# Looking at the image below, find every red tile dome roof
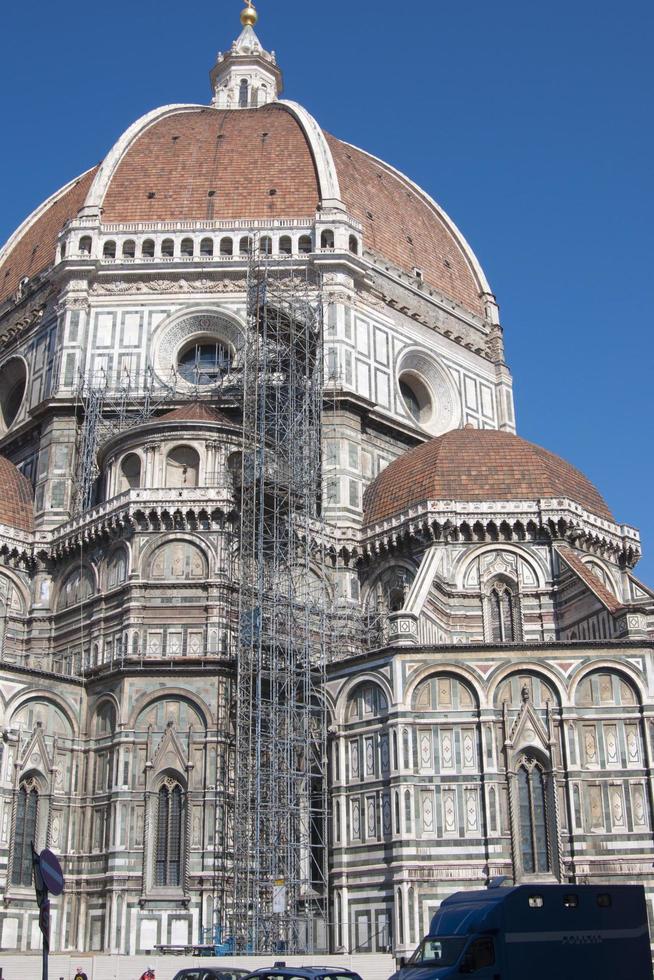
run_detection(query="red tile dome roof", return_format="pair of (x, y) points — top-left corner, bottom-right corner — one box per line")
(363, 428), (614, 524)
(0, 103), (487, 316)
(0, 456), (34, 531)
(0, 167), (98, 303)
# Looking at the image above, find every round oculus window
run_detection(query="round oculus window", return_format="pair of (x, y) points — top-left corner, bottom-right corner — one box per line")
(400, 374), (432, 425)
(177, 338), (232, 385)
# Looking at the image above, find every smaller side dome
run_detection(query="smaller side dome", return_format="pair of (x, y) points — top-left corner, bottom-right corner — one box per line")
(0, 456), (34, 531)
(363, 428), (615, 524)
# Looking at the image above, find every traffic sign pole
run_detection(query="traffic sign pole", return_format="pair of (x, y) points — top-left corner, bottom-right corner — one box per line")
(31, 841), (50, 980)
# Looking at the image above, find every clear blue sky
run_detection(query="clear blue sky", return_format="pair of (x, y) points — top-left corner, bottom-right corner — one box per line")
(0, 0), (654, 584)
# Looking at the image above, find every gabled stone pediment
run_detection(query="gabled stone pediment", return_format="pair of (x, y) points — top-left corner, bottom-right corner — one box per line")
(20, 725), (52, 774)
(152, 724), (187, 772)
(507, 701), (550, 754)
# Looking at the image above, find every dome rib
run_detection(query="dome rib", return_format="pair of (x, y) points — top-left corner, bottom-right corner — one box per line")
(0, 456), (34, 531)
(364, 429), (615, 524)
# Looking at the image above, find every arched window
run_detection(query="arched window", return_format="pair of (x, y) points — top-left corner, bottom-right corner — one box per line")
(517, 759), (550, 874)
(154, 778), (184, 886)
(119, 453), (141, 492)
(11, 779), (39, 887)
(166, 446), (200, 487)
(488, 581), (518, 643)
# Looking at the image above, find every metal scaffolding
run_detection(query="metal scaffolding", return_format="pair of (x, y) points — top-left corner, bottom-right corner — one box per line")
(229, 258), (328, 953)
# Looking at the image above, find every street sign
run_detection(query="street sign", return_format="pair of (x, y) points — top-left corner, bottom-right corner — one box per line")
(39, 847), (64, 895)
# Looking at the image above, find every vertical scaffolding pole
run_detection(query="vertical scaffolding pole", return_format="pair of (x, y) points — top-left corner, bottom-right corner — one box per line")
(231, 255), (327, 953)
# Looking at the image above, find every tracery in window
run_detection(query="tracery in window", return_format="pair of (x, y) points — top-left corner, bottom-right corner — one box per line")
(487, 579), (520, 643)
(11, 779), (39, 887)
(517, 757), (550, 874)
(155, 777), (185, 887)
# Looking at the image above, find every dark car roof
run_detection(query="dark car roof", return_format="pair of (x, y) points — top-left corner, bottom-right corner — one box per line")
(243, 966), (360, 980)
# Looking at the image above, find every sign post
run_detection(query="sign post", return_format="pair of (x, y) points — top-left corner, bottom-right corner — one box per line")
(31, 841), (64, 980)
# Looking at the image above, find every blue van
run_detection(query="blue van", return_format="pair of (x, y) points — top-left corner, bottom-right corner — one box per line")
(391, 884), (652, 980)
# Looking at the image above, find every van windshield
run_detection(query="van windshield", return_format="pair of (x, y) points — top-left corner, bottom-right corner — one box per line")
(407, 936), (466, 966)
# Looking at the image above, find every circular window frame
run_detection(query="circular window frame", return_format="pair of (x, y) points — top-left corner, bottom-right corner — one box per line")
(397, 371), (435, 429)
(395, 347), (461, 436)
(174, 333), (236, 391)
(0, 354), (29, 436)
(152, 306), (245, 392)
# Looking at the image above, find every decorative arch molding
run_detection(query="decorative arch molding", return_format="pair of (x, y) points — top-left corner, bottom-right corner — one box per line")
(53, 562), (100, 613)
(570, 658), (647, 707)
(452, 544), (548, 590)
(343, 141), (499, 310)
(395, 346), (461, 436)
(152, 303), (245, 390)
(402, 663), (492, 710)
(6, 688), (80, 738)
(127, 687), (216, 730)
(87, 691), (123, 738)
(273, 99), (345, 211)
(81, 103), (207, 217)
(0, 565), (31, 616)
(334, 671), (395, 727)
(138, 531), (218, 581)
(487, 660), (570, 709)
(316, 691), (337, 730)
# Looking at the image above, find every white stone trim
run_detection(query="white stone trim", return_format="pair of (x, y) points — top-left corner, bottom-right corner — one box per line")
(274, 99), (345, 211)
(0, 167), (93, 265)
(341, 140), (494, 296)
(83, 103), (209, 212)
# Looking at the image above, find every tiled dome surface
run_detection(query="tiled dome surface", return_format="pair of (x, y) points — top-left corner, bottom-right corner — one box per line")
(0, 456), (34, 531)
(0, 103), (483, 315)
(0, 167), (98, 303)
(364, 429), (614, 524)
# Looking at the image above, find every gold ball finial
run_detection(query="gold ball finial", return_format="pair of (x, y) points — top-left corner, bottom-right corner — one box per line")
(241, 0), (257, 27)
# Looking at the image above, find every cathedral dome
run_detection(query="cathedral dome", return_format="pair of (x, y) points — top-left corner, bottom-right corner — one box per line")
(0, 456), (34, 531)
(0, 101), (490, 317)
(364, 428), (614, 524)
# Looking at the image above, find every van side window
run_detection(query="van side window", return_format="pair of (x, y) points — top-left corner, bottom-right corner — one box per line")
(468, 936), (495, 970)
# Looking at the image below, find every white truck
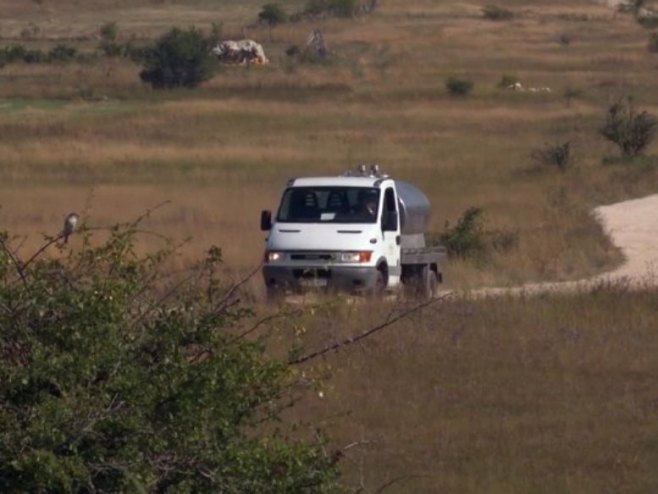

━━━━━━━━━━

Direction
Arrange the lines that begin with the one containing "# Looking at the image above, find every dark" and end with the one containing "(31, 841), (64, 980)" as a Markdown table, both of those lines included and blank lines omitted. Use an "Index" column for the row number and a "Content" column for the line.

Complete response
| Index | Content |
|---|---|
| 1 | # Looking at the image above, find every dark car roof |
| 2 | run_detection(query="dark car roof", return_format="pair of (x, y) points — top-left corner, bottom-right corner — one box per line") |
| 3 | (243, 966), (360, 980) |
| 4 | # Looking at the image above, find every sign post |
| 5 | run_detection(query="sign post", return_format="pair of (x, y) points — top-left corner, bottom-right corner — one box per line") |
| 6 | (31, 841), (64, 980) |